- _Source records_:
--- start ---

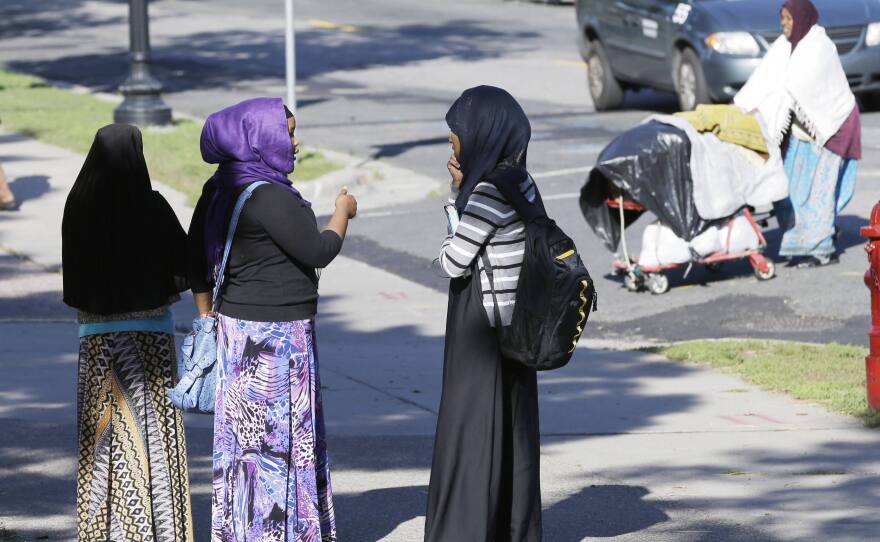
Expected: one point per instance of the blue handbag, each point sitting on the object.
(197, 363)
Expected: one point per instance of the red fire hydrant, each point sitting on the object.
(872, 281)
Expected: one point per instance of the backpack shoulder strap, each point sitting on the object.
(233, 224)
(487, 267)
(509, 188)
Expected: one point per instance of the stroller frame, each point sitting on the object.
(653, 278)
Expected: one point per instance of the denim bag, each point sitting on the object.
(197, 362)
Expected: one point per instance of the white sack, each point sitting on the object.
(708, 242)
(725, 177)
(742, 237)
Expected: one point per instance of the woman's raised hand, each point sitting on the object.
(455, 171)
(346, 203)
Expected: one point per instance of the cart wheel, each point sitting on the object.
(714, 267)
(765, 275)
(657, 283)
(632, 282)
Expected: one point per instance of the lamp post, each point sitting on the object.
(290, 55)
(142, 104)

--- end ---

- _To do_: Rewrite all the records with every "sitting on" changed to "placed on" and everything else left as it is. Leave the pictures out.

- _Exercise answer_:
Expected: one point per instance of the blue handbag, each point placed on the object.
(197, 363)
Expected: one point per instance of the red fire hydrant, each point placed on the object.
(872, 281)
Expected: one point per instance of the backpack shoulder strap, each point placed on the object.
(233, 224)
(487, 267)
(509, 188)
Expected: one point per instance of the stroller frame, each point placed on the object.
(653, 278)
Expected: one point per instance of the denim bag, each point placed on the object.
(197, 362)
Expected: one point per instance of the white sack, each point placed on the object.
(708, 242)
(725, 177)
(742, 237)
Expected: one point per instance of the woman's raised hand, each point placed on the object.
(455, 171)
(346, 203)
Expected: one point per instance of the cart wheel, each point placed on the object.
(714, 267)
(765, 275)
(657, 283)
(632, 282)
Expected: one point per instance of the lamp post, each point placed on the object.
(290, 55)
(142, 104)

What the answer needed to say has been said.